Extracted data entries
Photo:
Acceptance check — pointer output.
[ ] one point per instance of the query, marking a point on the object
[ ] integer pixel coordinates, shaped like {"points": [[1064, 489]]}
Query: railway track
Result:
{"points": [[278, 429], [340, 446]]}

■ **What is expected**: Express the records as a JSON list of strings, one string per line, with blank lines omitted.

■ **Solution to the exercise**:
[
  "Photo:",
  "Acceptance check — pointer output.",
  "[ ] one point per instance of the query, marking a point on the object",
  "[ ] integer pixel coordinates, shaped like {\"points\": [[1064, 489]]}",
  "Query: railway track",
  "Result:",
  "{\"points\": [[278, 429], [340, 446]]}"
]